PROBLEM DESCRIPTION –
Rewrite the listing from its first line through the line containing "negative clicks: (194, 335) (228, 345)", changing "positive" to "foreground" and leaving everything else as it is.
[[ RECORDS open ]]
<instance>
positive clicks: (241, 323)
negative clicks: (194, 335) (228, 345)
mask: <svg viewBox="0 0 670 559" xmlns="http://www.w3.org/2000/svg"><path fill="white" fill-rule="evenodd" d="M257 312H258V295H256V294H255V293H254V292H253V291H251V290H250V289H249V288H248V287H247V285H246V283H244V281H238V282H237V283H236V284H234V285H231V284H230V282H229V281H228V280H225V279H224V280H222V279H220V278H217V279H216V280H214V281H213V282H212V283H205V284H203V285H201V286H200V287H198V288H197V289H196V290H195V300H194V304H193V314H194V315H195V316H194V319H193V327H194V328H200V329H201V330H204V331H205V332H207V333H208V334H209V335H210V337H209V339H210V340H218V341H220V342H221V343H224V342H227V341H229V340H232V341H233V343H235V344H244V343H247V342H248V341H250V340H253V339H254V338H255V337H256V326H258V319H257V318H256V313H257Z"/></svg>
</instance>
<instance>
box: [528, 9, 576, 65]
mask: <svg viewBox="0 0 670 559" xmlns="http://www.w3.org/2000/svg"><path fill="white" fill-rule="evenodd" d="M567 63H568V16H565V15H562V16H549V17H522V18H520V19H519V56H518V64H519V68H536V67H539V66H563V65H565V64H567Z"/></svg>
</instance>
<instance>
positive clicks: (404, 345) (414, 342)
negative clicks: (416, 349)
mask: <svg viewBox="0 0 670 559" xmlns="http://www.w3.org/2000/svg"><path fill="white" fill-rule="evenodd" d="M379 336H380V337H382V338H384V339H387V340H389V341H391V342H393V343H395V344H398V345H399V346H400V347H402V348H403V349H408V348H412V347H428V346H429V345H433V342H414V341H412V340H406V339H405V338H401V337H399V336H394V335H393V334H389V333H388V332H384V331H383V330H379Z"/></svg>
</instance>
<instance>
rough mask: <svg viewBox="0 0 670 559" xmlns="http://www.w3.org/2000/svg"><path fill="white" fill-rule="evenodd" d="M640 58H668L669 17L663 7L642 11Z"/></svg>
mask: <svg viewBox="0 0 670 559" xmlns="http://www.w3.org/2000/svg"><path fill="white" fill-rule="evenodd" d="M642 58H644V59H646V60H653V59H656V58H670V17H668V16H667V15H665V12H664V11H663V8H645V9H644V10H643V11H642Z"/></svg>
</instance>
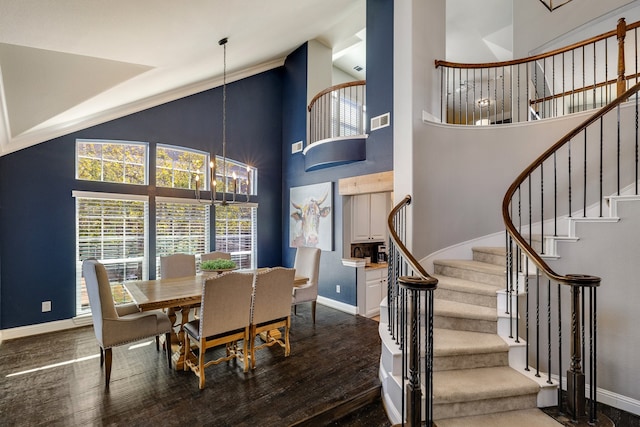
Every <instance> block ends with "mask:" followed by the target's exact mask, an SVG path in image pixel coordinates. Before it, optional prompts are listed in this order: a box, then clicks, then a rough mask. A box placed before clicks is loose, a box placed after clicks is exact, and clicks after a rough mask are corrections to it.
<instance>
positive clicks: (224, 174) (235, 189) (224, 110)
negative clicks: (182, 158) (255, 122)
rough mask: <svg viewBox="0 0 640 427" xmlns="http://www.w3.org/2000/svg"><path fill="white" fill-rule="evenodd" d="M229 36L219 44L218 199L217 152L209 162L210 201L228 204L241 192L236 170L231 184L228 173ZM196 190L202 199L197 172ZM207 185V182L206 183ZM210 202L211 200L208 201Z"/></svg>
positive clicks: (247, 170) (220, 41)
mask: <svg viewBox="0 0 640 427" xmlns="http://www.w3.org/2000/svg"><path fill="white" fill-rule="evenodd" d="M227 41H228V39H227V37H225V38H223V39H220V40H219V41H218V44H219V45H220V46H222V47H223V48H224V54H223V58H224V62H223V72H222V199H221V200H217V195H216V193H217V191H216V190H217V176H216V155H215V153H212V154H211V159H210V162H209V184H210V186H211V191H210V203H212V204H217V205H222V206H226V205H227V204H229V203H238V202H237V201H236V197H237V195H238V192H239V181H238V180H239V178H238V176H237V174H236V172H233V174H232V179H231V184H229V179H228V175H227V167H228V163H229V162H228V161H227ZM251 172H252V170H251V167H250V166H247V178H246V190H245V196H246V199H247V200H246V203H248V202H249V195H250V189H251ZM195 181H196V183H195V190H196V199H197V200H198V201H201V199H200V184H199V182H200V176H199V175H197V174H196V176H195ZM205 185H206V184H205ZM230 186H231V187H232V188H233V190H232V191H229V187H230ZM227 193H230V194H231V200H227ZM207 202H209V201H207Z"/></svg>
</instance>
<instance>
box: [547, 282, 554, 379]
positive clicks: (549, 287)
mask: <svg viewBox="0 0 640 427" xmlns="http://www.w3.org/2000/svg"><path fill="white" fill-rule="evenodd" d="M547 340H548V342H547V371H549V372H548V374H547V375H548V377H547V384H553V382H552V381H551V279H547Z"/></svg>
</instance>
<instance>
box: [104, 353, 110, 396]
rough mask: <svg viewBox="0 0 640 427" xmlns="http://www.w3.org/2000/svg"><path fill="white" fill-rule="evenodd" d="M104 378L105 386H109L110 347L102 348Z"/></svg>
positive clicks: (109, 370) (109, 374)
mask: <svg viewBox="0 0 640 427" xmlns="http://www.w3.org/2000/svg"><path fill="white" fill-rule="evenodd" d="M104 361H105V364H104V367H105V370H104V379H105V387H106V388H109V382H110V381H111V349H110V348H105V349H104Z"/></svg>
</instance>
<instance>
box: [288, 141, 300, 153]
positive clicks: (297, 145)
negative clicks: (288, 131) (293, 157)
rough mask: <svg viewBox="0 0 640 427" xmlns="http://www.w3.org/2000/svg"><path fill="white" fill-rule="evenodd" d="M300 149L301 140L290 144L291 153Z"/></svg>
mask: <svg viewBox="0 0 640 427" xmlns="http://www.w3.org/2000/svg"><path fill="white" fill-rule="evenodd" d="M301 151H302V141H298V142H294V143H293V144H291V154H295V153H299V152H301Z"/></svg>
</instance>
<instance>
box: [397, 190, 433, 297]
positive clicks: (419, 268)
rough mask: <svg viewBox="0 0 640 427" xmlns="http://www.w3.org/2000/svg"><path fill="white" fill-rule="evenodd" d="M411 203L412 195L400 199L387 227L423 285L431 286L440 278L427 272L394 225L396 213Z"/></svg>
mask: <svg viewBox="0 0 640 427" xmlns="http://www.w3.org/2000/svg"><path fill="white" fill-rule="evenodd" d="M410 204H411V196H409V195H406V196H405V197H404V199H402V200H401V201H400V203H398V204H397V205H396V206H395V207H394V208H393V209H392V210H391V213H389V218H388V221H387V227H388V229H389V238H390V239H391V240H392V241H393V243H394V244H395V245H396V247H397V248H398V250H399V251H400V253H401V254H402V256H403V257H404V258H405V260H406V261H407V263H408V264H409V266H410V267H411V268H412V269H413V271H415V272H417V273H418V274H419V275H420V278H421V279H422V281H423V282H422V284H423V285H431V286H433V285H437V284H438V279H436V278H435V277H432V276H430V275H429V273H427V271H426V270H425V269H424V267H423V266H422V265H421V264H420V263H419V262H418V260H417V259H416V258H415V257H414V256H413V254H412V253H411V252H410V251H409V250H408V249H407V247H406V246H405V245H404V243H403V242H402V240H401V239H400V236H398V233H396V229H395V227H394V221H393V219H394V218H395V216H396V214H397V213H398V212H399V211H400V210H401V209H402V208H404V207H406V206H408V205H410Z"/></svg>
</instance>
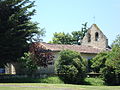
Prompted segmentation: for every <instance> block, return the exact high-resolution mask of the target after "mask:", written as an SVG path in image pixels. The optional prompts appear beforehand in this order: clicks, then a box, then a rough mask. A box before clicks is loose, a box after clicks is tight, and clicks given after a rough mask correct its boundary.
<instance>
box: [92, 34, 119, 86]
mask: <svg viewBox="0 0 120 90" xmlns="http://www.w3.org/2000/svg"><path fill="white" fill-rule="evenodd" d="M119 43H120V38H119V36H117V38H116V40H115V41H114V42H113V44H112V50H111V51H109V52H107V53H105V52H104V53H100V54H98V55H97V56H96V57H95V58H93V61H92V62H93V64H92V68H94V69H95V71H97V72H100V73H102V76H103V79H104V81H105V82H106V83H107V84H108V85H120V44H119Z"/></svg>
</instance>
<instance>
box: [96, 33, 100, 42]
mask: <svg viewBox="0 0 120 90" xmlns="http://www.w3.org/2000/svg"><path fill="white" fill-rule="evenodd" d="M98 40H99V33H98V32H96V33H95V41H98Z"/></svg>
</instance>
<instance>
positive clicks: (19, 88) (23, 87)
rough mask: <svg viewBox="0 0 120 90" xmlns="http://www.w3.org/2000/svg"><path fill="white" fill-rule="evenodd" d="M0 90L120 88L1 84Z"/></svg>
[[ RECORDS closed ]]
RESULT FOR THIS EXERCISE –
<instance>
foreground clicks: (241, 323)
negative clicks: (194, 335) (228, 345)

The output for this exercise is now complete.